___ Material for the task ___

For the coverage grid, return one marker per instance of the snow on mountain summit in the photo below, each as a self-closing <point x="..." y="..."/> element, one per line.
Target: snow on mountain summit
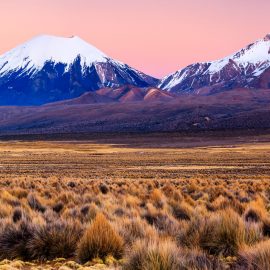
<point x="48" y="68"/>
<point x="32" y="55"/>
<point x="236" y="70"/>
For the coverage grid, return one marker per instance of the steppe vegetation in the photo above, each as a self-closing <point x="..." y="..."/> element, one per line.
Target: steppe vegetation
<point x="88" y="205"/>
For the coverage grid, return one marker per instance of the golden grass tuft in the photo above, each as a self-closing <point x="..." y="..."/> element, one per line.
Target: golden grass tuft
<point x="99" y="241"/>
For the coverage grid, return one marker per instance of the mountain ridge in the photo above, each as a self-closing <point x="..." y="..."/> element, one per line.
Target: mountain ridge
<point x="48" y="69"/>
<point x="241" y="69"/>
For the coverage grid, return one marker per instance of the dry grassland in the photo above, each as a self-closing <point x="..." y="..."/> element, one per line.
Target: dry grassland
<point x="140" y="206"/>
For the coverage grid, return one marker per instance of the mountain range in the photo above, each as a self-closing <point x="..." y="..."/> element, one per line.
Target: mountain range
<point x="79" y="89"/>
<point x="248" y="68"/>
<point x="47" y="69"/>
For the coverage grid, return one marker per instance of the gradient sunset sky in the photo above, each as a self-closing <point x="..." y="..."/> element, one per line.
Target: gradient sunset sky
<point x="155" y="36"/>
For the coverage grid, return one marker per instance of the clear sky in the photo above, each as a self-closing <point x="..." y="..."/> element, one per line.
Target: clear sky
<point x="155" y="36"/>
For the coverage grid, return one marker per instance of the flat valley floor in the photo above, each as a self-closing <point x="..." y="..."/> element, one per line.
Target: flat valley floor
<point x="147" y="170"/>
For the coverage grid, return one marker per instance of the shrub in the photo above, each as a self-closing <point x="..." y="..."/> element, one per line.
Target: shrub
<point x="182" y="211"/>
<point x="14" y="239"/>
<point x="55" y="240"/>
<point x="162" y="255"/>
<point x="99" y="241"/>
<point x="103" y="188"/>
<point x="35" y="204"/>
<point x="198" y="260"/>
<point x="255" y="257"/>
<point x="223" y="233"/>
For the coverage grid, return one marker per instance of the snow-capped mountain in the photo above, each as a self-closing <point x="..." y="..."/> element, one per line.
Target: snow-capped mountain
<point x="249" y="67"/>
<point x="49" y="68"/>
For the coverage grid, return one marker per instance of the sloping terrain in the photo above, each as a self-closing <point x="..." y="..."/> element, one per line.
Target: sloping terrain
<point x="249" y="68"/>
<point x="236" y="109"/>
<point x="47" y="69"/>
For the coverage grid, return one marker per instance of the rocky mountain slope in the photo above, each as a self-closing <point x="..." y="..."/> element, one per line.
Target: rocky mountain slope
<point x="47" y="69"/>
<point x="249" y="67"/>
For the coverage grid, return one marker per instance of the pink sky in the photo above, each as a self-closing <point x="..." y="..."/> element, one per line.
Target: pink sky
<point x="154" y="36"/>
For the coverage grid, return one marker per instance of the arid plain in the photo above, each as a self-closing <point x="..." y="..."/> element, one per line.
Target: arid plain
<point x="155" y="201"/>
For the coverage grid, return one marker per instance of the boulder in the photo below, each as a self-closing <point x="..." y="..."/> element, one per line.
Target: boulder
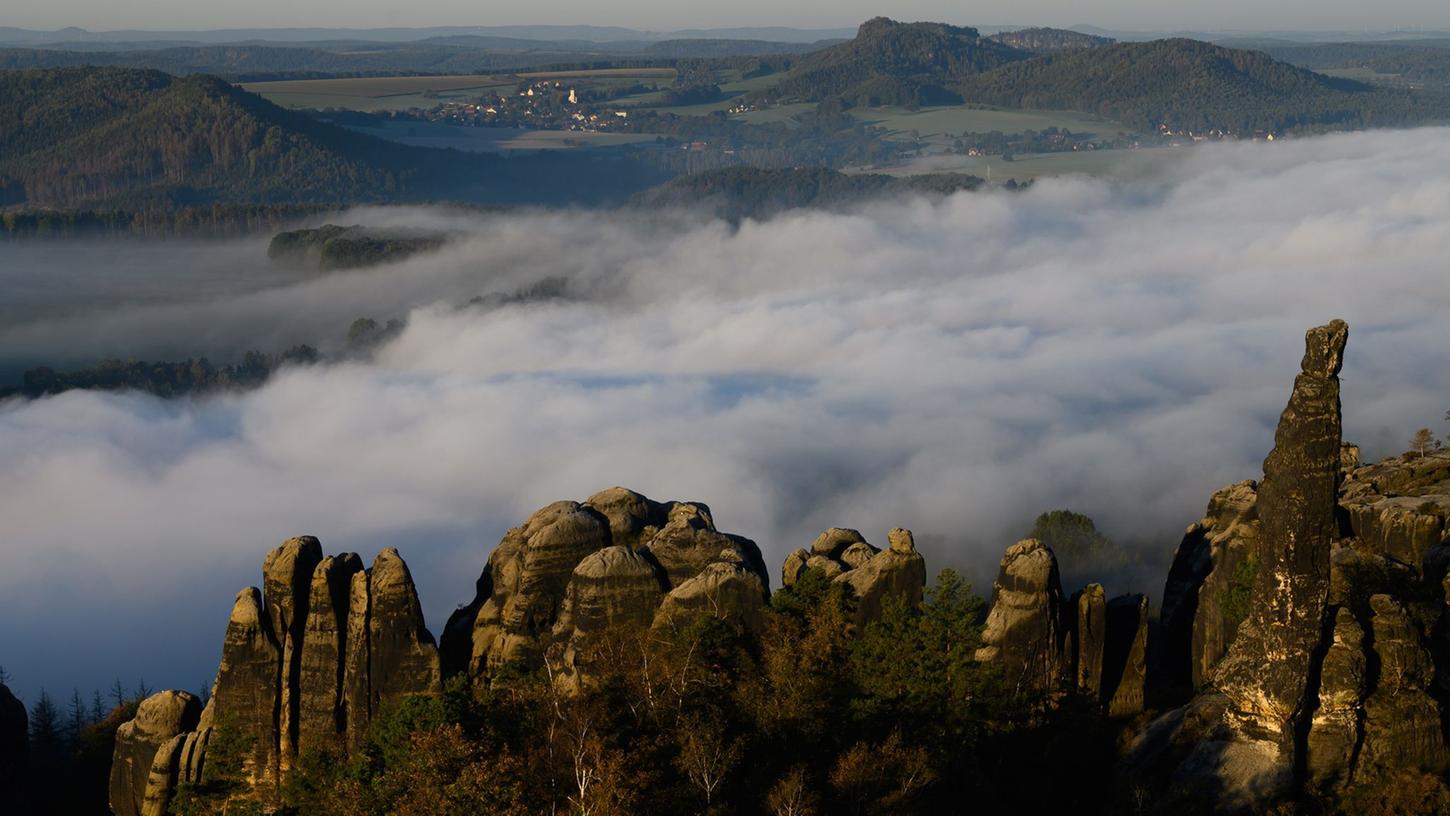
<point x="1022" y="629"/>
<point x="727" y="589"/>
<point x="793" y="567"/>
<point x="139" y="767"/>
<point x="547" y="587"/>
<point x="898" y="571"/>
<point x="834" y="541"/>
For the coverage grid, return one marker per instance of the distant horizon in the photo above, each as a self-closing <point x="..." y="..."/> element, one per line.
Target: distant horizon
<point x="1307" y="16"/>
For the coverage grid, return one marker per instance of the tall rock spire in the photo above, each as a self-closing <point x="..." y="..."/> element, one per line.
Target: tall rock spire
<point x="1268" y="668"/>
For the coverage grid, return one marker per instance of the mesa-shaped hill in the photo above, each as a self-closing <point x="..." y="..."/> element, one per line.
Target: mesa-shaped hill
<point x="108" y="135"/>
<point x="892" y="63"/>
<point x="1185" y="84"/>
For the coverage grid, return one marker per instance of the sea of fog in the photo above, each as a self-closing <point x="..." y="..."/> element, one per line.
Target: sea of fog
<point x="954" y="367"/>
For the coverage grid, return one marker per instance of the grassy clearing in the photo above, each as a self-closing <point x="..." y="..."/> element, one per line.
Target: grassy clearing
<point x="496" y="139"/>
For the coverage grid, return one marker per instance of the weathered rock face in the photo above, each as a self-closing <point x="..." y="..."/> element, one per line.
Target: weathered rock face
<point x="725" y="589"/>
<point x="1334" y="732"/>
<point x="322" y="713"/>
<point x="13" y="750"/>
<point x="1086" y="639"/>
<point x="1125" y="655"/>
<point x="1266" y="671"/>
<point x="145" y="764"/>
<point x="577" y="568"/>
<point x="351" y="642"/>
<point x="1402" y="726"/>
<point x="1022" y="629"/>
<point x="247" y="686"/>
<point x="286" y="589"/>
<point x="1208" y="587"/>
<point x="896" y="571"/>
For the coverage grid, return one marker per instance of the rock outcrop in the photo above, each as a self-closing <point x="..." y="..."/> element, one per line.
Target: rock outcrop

___

◆ **Work required**
Reply with nothing but the number of lines in the data above that contain "outcrop".

◆ **Finished task**
2